**TEXT PASSAGE:**

▬▬▬▬▬▬▬▬▬▬

Zhitlowsky ultimately rejected assimilation and demanded Jewish national equality and social and political rights, thereby combining Jewish national aspirations with Socialist ideology into what became known as Diaspora Nationalism. This theory was focused on Jewish nationalism in the Diaspora, in opposition to the ideology of Hovevei Zion (Lovers of Zion) and political Zionism, which advocated Jewish settlement in Israel. He disliked the religious character of political Zionism. Zhitlowsky first formulated this theory of Diaspora Nationalism in a book called Evrey k'Evreyam (A Jew Speaks to Jews), published under the pseudonym of I. Khisin in 1893 by the London Fund for the Free Russian Press. In this work, he maintained that the Jews should be afforded national equality because, “The Jews are not 4 percent of somebody but 100 per cent of themselves.” This work was later followed by a multitude of essays, articles and lectures. His most important publication on the subject of the Jewish national question was the introduction to the Russian edition of Otto Bauer’s The National Question and the Social Democracy, written in 1909 (folder 2124).

▬▬▬▬▬▬▬▬▬▬

**RAW DATA:**
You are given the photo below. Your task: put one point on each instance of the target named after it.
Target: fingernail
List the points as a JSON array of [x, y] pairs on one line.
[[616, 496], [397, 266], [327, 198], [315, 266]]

▬▬▬▬▬▬▬▬▬▬

**DIRECTION A:** In the passage on Zhitlowsky, under what pseudonym was Evrey k'Evreyam published?
**DIRECTION B:** Using the passage on Zhitlowsky, explain in one to three sentences why he held that the Jews should be afforded national equality.
**DIRECTION C:** Carry on the passage about Zhitlowsky and Diaspora Nationalism from its last sentence.

**EXERCISE ANSWER A:** I. Khisin

**EXERCISE ANSWER B:** In Evrey k'Evreyam, he held that the Jews should be afforded national equality because they are a whole people in their own right, not a small share of another nation. In his words, "The Jews are not 4 percent of somebody but 100 per cent of themselves."

**EXERCISE ANSWER C:**
During his lifelong search for a practical political party that would fit his theory of Diaspora Nationalism, Zhitlowsky embraced many different ideologies and movements. As a young man, he was an ardent populist, working for the Narodnaya Volya in Tula (1882-1883), in Vitebsk (1883-1886) and in St. Petersburg (1886), where he went to study Jewish history. His first work, a treatise in Russian entitled “Thought of the Historical Fate of the Jewish People” was published in Moscow in 1887. The liberal Russian press enthusiastically greeted and responded warmly to his ideas, but the treatise met with scant favor among Jewish critics, because it contained no solution for the problems it discussed. In 1888 he left Russia for Berlin where he resumed his study of Jewish history, Marxism and philosophy. He was expelled from Germany under the anti-Socialist law and went to Zurich, and there he founded the Verein fuer Wissentschaft und Leben des Judischen Volkes (Association for Science and Life of the Jewish People), in order to spread Nationalism and Socialism among the Jewish masses. He then traveled to Bern, where he received his doctorate in 1892 from the University of Bern. His dissertation, which was in German, was on “Abraham ibn Daud and the Beginning of the Aristotelian Period in Jewish Religious Philosophy.”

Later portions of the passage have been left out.